▸ **DESCRIPTION OF THE TASK**
Print the listing below in its entirety, character for character.

────────────────

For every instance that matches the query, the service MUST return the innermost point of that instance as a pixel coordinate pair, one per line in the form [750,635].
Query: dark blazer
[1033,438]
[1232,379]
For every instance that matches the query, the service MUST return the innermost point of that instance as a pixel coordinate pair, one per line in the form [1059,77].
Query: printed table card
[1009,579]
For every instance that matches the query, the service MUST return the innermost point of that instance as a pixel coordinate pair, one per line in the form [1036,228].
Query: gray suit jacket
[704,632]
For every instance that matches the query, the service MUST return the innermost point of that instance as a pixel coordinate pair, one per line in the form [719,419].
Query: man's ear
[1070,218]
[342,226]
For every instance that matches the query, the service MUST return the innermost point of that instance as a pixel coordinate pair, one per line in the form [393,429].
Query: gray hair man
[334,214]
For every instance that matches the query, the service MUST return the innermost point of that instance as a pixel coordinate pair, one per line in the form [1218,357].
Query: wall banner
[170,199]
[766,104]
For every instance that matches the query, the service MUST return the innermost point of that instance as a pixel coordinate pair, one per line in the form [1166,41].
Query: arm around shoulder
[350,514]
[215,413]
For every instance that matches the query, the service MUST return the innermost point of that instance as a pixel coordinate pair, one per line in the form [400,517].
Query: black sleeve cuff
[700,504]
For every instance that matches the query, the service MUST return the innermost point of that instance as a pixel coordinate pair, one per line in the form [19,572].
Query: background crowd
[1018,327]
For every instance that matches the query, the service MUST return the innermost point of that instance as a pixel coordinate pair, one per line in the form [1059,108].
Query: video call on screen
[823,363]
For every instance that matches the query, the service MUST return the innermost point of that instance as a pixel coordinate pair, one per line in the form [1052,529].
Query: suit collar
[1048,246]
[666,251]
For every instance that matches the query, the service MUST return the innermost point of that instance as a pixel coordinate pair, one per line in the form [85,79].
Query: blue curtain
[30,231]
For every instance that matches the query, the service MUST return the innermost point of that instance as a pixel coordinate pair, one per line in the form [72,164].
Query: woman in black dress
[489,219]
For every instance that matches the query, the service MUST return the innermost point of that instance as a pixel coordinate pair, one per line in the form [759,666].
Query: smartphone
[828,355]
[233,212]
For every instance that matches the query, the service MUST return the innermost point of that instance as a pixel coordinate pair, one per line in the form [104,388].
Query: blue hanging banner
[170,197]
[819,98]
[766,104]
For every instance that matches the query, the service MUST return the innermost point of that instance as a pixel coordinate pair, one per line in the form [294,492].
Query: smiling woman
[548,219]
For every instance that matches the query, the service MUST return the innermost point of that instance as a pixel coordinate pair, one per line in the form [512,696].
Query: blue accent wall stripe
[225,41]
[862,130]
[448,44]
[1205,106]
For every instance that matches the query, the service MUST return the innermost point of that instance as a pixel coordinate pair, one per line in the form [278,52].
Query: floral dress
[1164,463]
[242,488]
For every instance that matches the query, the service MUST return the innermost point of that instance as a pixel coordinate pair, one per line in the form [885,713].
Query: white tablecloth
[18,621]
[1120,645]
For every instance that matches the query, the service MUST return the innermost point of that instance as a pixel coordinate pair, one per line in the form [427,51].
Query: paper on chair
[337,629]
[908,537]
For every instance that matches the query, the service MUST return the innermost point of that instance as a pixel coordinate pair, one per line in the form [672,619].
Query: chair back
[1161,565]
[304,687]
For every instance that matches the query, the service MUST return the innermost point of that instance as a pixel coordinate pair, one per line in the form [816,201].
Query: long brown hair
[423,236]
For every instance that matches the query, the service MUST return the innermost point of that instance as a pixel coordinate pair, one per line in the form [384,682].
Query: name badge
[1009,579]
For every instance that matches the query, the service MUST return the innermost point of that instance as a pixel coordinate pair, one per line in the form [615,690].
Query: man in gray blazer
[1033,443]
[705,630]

────────────────

▸ **WRITTEN ANSWER**
For every instance that matches the query, the service MUST return the innermost point of that instance as a pixel coordinate pair, one per line in the form [750,635].
Query: dark blazer
[1033,438]
[1232,379]
For every instance that matches the query, the service MUST return the innermost point of that instance as a pixel coordinate pair, one per line in the form [1059,77].
Query: printed table card
[1009,579]
For every instance that matches the query, the service MUST return the innermost point of that instance as a pixel coordinate pair, one per line in the form [1036,228].
Query: gray suit jacket
[704,632]
For every instance that matches the query, the service MUST return the innermost point of that instance as a pixel coordinate pair, one per line in the form [719,419].
Query: man's ear
[1070,218]
[342,226]
For every instance that matches the query, the service MUST return the innermost point of that instance as a pixel coordinate pair, one per line in the form [393,429].
Query: gray hair man
[334,214]
For every instance that matches the query, the service MUST return the innermost point of that instance as a pixel coordinate pair, one per line in the form [1218,357].
Query: wall banner
[170,199]
[766,104]
For every instance that matches the query, the service MUST return the innermost point of that instance as a pixel coordinate pair, one per line in the form [1166,41].
Query: arm around shoulder
[350,514]
[215,413]
For every instance that matches the query, the service MUST return the innermost point of that instance as a pixel coordinate pair, one per line in the form [400,517].
Query: black sleeve cuff
[700,504]
For every instance that matches the query, the service MUST return the innermost point of that instance as a pixel coordinate pair, one per line in the form [19,572].
Query: background crowd
[1018,327]
For every instance that matches the query, the service MUST return the innermost point of that instance as a pixel coordinate pair, one per line in the form [1059,108].
Query: video call on screen
[823,363]
For every instance that matches the query, the service MUST return the innermost point of that instance as a pixel coordinate pair, one per line in the form [1052,529].
Query: suit collar
[1048,246]
[666,251]
For every instance that matches the query, the service MUST return the innermost point of that instance as a pixel coordinate pair, one per line in the form [85,79].
Query: blue curtain
[30,231]
For every instance that matches the query, the service MUST return the innermost point of that instance as a pixel coordinate pair, one per line in the form [72,164].
Query: woman in black dress
[489,219]
For every instance that matches the query, the service MUST return the innermost point of that instance as a pixel coordinate pair, one per line in the form [759,666].
Query: smartphone
[828,355]
[233,212]
For every instance that matches the query, the service MUST return the innermost point of that instance as a pixel coordinate pair, one per line in the form [104,388].
Query: blue hanging banner
[170,197]
[819,98]
[766,104]
For every instance that matches the query, the service MUST return the innermost point of that instance as a pixel coordinate pair, one per line in the form [294,492].
Query: smiling woman
[548,219]
For every instance that matches the query, the service MUST return the innermost point of that instance as a pixel coordinate pair, one per line in the form [512,696].
Query: blue accent wall stripe
[225,41]
[862,130]
[448,44]
[1205,106]
For every instance that matches the query, the service MUST return the innermost point of that instance as a pixel coordinate pair, one per line in the form [278,52].
Query: floral dress
[1164,463]
[242,488]
For every instance that matches the query, the service MUST return the innermost point of that instance as a pixel coordinate pair, one per line in the form [885,713].
Query: white tablecloth
[18,621]
[1120,645]
For every instance that matches the query, the service MUST return the innermost point of that instance as a pixel coordinate pair, one per line in the form [427,51].
Query: paper on chair
[337,629]
[908,537]
For every instance that matches the query, the service MUST return the innermost point of that instance as a pixel coordinate pair, one per line in the form [672,619].
Query: chair back
[1161,565]
[304,687]
For every instance that matches the query, the service MUST return the innermost point of that instance as a pixel coordinate pair, one per line in the form [816,201].
Query: long brown hair
[423,236]
For every instance that matches the query, the service MUST return the innermost point of that instance as a pixel coordinate pair, one per line in the form [384,682].
Query: name badge
[1009,579]
For every instance that matches the query, the service MUST return the innermost point of that instance as a pixel coordinate pair, one per line in the form [615,690].
Query: man in gray blazer
[1033,443]
[705,630]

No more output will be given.